The inexorable rise of the tough,flawed female detective continues with Anne Buist’s novel Medea’s Curse. Anne Buist is a psychologist with years of experience and much of that experience is on show in Medea’s Curse, a book which examines the hot topic issues of post natal depression, why women kill and paedophilia.
Dr Natalie King is a forensic psychologist who works in a prison psychiatric ward, dealing with women who have been committed for infanticide and murder. Natalie is on edge herself, taking drugs to control her own mental illness and seeing her own mentor/psychologist, Declan. Natalie is also still recovering from a case which saw a woman she was treating jailed for killing her baby. When a case involving the same father and another missing child is brought to her Natalie cannot help but get involved. Despite knowing that it is a bad idea, and against the advice of her therapist, she agrees to help the police in the hope that this time she can achieve what she feels is justice.

**REQUIRED ACTION**
Copy out the whole review of Medea's Curse word for word. The items that come next are from a different source.

**RECORD SET**
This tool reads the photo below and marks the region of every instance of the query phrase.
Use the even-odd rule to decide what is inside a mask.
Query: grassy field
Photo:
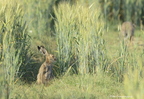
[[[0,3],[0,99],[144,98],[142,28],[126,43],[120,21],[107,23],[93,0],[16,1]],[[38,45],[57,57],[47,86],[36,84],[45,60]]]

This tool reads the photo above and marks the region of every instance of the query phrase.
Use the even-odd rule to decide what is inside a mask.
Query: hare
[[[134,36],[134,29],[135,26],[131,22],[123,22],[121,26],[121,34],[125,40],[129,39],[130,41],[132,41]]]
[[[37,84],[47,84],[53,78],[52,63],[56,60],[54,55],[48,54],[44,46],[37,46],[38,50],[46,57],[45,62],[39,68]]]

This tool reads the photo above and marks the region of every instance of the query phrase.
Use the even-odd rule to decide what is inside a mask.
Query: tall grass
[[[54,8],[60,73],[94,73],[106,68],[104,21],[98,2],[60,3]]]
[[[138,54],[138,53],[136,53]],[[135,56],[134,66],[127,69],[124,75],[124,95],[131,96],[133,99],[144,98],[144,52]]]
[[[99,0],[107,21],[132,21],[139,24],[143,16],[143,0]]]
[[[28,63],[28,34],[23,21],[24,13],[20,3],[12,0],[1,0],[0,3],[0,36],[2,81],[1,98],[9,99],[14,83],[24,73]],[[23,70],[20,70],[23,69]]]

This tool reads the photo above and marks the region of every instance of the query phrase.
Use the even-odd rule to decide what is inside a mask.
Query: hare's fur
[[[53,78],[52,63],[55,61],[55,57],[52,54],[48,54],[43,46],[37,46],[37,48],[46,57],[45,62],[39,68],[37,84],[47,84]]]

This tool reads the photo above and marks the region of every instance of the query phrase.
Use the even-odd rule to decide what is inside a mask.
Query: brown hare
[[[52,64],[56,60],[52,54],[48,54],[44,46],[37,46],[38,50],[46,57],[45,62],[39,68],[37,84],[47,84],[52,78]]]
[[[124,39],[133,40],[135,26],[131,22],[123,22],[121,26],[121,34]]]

**ANSWER SECTION**
The inexorable rise of the tough,flawed female detective continues with Anne Buist’s novel Medea’s Curse. Anne Buist is a psychologist with years of experience and much of that experience is on show in Medea’s Curse, a book which examines the hot topic issues of post natal depression, why women kill and paedophilia.
Dr Natalie King is a forensic psychologist who works in a prison psychiatric ward, dealing with women who have been committed for infanticide and murder. Natalie is on edge herself, taking drugs to control her own mental illness and seeing her own mentor/psychologist, Declan. Natalie is also still recovering from a case which saw a woman she was treating jailed for killing her baby. When a case involving the same father and another missing child is brought to her Natalie cannot help but get involved. Despite knowing that it is a bad idea, and against the advice of her therapist, she agrees to help the police in the hope that this time she can achieve what she feels is justice.